- [Data provided]:

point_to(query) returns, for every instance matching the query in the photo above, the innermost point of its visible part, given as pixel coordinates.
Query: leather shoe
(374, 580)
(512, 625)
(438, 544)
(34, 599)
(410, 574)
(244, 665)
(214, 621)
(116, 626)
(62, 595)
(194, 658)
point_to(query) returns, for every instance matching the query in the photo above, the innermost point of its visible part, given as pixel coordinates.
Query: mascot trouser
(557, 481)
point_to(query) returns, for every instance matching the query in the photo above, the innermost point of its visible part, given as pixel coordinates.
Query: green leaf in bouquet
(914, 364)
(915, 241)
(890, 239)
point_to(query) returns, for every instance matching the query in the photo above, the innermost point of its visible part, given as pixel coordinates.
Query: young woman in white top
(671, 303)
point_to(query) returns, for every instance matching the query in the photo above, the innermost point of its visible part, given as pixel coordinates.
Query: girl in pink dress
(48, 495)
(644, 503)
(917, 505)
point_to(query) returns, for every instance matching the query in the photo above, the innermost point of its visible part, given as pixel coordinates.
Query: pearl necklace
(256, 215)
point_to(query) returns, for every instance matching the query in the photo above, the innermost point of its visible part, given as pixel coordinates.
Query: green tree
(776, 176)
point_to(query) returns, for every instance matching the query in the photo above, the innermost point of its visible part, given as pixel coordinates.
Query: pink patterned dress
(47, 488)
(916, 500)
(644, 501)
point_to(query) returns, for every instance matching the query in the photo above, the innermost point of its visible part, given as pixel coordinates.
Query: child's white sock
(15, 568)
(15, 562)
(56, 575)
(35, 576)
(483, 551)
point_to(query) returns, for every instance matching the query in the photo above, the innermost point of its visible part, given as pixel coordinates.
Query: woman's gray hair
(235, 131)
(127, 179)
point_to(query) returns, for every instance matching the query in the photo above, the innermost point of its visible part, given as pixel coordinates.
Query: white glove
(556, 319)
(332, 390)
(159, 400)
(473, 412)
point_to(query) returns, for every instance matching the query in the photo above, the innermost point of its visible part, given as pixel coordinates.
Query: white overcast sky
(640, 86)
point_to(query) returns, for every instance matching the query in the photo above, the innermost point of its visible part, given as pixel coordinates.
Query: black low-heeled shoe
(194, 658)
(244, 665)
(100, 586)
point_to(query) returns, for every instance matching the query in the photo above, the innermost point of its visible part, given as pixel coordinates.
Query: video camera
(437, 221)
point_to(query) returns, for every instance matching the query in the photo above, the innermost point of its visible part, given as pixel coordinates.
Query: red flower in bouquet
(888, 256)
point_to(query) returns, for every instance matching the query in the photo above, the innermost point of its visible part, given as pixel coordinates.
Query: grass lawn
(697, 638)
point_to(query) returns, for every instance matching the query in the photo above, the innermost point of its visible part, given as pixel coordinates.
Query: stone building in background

- [What is required]: Reproduce all of the entries word for word.

- [Solved exercise]:
point_to(query) returns, for every instance matching the query in the photo above, the innermost point of its visible part, given as pixel coordinates.
Query: leather shoe
(374, 580)
(512, 625)
(438, 544)
(34, 599)
(410, 574)
(244, 665)
(214, 621)
(116, 626)
(62, 595)
(194, 658)
point_to(query) returns, for every instance matching the query in the photo above, the innermost point of its visible part, given as pixel coordinates.
Query: mascot trouser
(557, 481)
point_to(query) returns, for every instance matching the query in the photo above, the innermost point of its visible part, given as pixel coordinates.
Query: green leaf in bouquet
(914, 364)
(915, 241)
(890, 239)
point_to(query) returns, for every instance matching the query in the photo above, the innermost point of its visible part, given as pixel coordinates.
Query: young woman in white top
(671, 303)
point_to(query) returns, for every instance matching the query in the photo above, the innermost point of its visible part, given as pixel coordinates.
Query: girl in pink dress
(48, 495)
(644, 503)
(917, 505)
point_to(query) returns, for every instance matching the query in the photo above, the innermost point of its visible part, given as pixel coordinates.
Query: pearl necklace
(256, 215)
point_to(query) returns, for every instance matching the query in the photo above, the innermost point of its visible part, given as pixel coordinates.
Query: green tree
(776, 176)
point_to(query) returns, for every instance matching the query in the photo above, the innermost point of its visible part, given as pixel coordinates.
Query: pink patterned dress
(47, 488)
(916, 500)
(644, 501)
point_to(query) returns, for every instance matching the query in the photo above, the innermost point of its visible part, given as pixel coordinates.
Query: child's white sock
(15, 568)
(15, 562)
(56, 575)
(35, 576)
(483, 551)
point_to(query) returns, for every instance matching the query in the photo above, the innermost point of its visible part, given as pixel coordinates.
Query: woman's gray hair
(235, 131)
(127, 179)
point_to(query) returns, for every instance matching the query in the photo above, the innermost point of its visible part, given as pixel coordinates.
Query: white glove
(556, 319)
(332, 390)
(159, 400)
(473, 412)
point_to(query) returns, for every instance matching the query in the photo above, the innermost point of its visible part, given as pixel coordinates.
Query: white overcast sky
(640, 86)
point_to(query) returns, for every instance matching the query in the photo above, the innermost point of its visible part, given as pixel coordinates.
Query: black low-heeled shoe
(194, 658)
(244, 665)
(100, 586)
point_to(query) returns, for every instance matching the query in the photo above, the innermost point of its visible part, given as pixel coordinates.
Query: video camera
(437, 221)
point_to(query) returns, for every instance matching the query in the photo above, the innermost point of its visible part, given as pixel coordinates.
Query: red flower in bouquet
(888, 256)
point_to(query) returns, for every instance matching the query in the photo above, the innermost point of its visible part, given as pixel coordinates.
Query: grass lawn
(697, 638)
point_to(query) returns, for every instance matching the query in the photo above, the innermost point of its visible part, given as pixel coordinates.
Query: stone building in background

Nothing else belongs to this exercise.